Problemi da risolvere:
#1 Secondo il testo sulla campagna di Mesopotamia, chi prese il posto del generale Maude dopo la sua morte?
#2 Prosegui il testo sulla campagna di Mesopotamia a partire dalla sua ultima frase.

Testo della pagina:
----------

Nel novembre del 1917, il generale Maude, morì di colera, venendo rimpiazzato dal generale William Marshall. A quest’ultimo il Comando supremo britannico affidò il compito di completare l’intera conquista della Mesopotamia turca, predisponendo una seconda manovra offensiva, attraverso la Persia, che avrebbe avuto come obiettivo i lontani campi petroliferi russi di Baku, che, in seguito allo sgretolamento dell’esercito zarista e alla successiva offensiva turca nel Caucaso, rischiavano di cadere nelle mani delle forze ottomane.

Ultime fasi della campagna di Mesopotamia

Dopo essere riuscito a strappare ai turchi le località di Remadieh, Tikrit e di Kifri, il nuovo comandante in campo dell’armata britannica in Mesopotamia, generale William Marshall, proseguì l’offensiva lungo il Tigri puntando su Mosul – sede del quartiere generale della Sesta Armata turca al comando di Ismail Hakkie – e Nisibin. Marshall predispose anche una seconda avanzata in direzione nord-ovest, lungo il corso dell’Eufrate. L’intento di questi era quello di cacciare i resti dell’armata turca dal territorio mesopotamico e di impedire qualsiasi collegamento tra le truppe di Hakkie e i reparti ottomani ancora impegnati lungo il confine persiano.

----------

Record di dati:
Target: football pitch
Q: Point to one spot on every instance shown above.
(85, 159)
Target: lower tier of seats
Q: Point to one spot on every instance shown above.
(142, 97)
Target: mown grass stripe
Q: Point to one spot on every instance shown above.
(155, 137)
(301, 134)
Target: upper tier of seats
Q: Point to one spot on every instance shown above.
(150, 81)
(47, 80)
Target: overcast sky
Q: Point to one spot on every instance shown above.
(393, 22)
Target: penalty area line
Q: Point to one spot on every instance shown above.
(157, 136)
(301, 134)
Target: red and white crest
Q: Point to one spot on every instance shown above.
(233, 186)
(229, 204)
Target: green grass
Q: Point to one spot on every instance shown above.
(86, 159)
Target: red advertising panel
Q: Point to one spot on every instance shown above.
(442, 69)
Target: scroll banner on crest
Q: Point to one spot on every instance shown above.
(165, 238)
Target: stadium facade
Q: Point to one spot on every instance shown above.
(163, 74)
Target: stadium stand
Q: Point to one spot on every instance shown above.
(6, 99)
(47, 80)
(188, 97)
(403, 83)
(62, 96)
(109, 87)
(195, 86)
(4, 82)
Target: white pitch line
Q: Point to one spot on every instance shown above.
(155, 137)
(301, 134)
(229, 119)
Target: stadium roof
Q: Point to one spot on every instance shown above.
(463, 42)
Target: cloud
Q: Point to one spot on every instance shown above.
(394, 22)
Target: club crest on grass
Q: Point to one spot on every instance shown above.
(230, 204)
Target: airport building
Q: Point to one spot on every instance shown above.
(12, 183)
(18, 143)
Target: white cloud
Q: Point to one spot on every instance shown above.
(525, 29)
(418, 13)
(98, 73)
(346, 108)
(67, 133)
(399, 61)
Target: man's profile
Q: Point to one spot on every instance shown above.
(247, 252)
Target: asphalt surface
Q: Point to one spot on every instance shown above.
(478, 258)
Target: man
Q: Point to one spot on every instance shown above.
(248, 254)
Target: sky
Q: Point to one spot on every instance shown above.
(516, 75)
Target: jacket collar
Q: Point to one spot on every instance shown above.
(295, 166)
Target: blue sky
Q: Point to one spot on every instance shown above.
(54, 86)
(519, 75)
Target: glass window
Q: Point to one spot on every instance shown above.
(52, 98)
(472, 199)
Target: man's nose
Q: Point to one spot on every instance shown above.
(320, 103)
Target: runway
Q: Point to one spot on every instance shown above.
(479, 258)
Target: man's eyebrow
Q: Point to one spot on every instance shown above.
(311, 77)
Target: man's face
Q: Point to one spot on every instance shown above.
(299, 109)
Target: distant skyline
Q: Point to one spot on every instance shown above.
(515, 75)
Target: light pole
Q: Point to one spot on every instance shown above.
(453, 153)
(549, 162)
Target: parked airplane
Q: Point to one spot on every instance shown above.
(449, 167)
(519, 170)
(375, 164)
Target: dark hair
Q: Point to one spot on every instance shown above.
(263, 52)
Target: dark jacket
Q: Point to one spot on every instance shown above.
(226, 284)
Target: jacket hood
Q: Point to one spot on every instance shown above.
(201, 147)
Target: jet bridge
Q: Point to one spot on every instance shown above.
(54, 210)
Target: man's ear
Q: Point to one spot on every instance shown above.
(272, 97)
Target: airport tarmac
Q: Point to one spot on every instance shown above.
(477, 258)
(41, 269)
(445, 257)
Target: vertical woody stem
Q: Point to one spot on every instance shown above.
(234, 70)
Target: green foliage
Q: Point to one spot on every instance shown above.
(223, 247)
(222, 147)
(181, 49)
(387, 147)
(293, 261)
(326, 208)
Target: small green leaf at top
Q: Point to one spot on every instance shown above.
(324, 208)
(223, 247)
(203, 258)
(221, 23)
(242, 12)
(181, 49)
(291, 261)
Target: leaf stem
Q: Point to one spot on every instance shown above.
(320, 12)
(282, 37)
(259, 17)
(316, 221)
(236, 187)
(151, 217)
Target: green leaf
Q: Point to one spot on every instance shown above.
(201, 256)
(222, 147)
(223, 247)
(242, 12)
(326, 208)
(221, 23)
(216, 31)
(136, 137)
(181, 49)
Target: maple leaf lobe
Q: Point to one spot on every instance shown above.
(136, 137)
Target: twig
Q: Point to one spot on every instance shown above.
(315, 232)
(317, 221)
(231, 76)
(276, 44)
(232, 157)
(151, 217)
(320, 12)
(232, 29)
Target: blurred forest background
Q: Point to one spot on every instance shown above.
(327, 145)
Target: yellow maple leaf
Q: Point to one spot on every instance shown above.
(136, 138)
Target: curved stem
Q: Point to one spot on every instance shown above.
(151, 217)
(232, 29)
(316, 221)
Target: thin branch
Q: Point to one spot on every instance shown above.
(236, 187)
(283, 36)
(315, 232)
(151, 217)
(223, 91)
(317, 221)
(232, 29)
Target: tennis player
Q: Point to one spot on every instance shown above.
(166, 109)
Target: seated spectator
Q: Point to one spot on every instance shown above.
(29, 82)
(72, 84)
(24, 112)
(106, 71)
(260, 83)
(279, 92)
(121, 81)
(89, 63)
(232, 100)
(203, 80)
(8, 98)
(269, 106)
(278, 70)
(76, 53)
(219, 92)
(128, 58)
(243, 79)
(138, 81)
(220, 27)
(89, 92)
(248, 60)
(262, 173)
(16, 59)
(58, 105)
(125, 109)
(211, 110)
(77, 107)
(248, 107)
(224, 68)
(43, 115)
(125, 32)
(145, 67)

----------

Risultati dei compiti:
#1 Il generale William Marshall.

#2
Il generale Marshall suddivise le sue forze su tre colonne. Il grosso dell’esercito, al comando del generale Alexander Cobbe, avrebbe dovuto risalire il corso del Tigri e conquistare la località di Abu Rajash; una seconda colonna dislocata a ovest lungo l’Eufrate avrebbe dovuto rimontare il fiume in direzione di Hit, mentre una terza, partendo da Kifri, si sarebbe spinta fino Kirkuk

Subodorando il pericolo, il generale Ismail Hakkie cercò di arginare l’avanzata britannica concentrando le proprie forze a Khan Baghdadi, a nord di Hit, lungo l’affluente di sinistra del Tigri Little Zab, e a Tuz Khurmati, località situata a mezza strada fra Kifri e Kirkuk. Ma data la schiacciante superiorità britannica, Cobbe non ebbe problemi a battere i turchi ad Abu Rajash e lungo le sponde del Little Zab, conquistando Fatah e raggiungendo alla fine di ottobre la località di Sharkat. Dopo avere piegato la resistenza turca a Tuz Khurmati, le forze britanniche presero Kirkuk, proprio mentre l’ala sinistra della loro armata, posizionata sull’Eufrate, raggiungeva Hit, travolgendo i turchi a Khan Baghdadi.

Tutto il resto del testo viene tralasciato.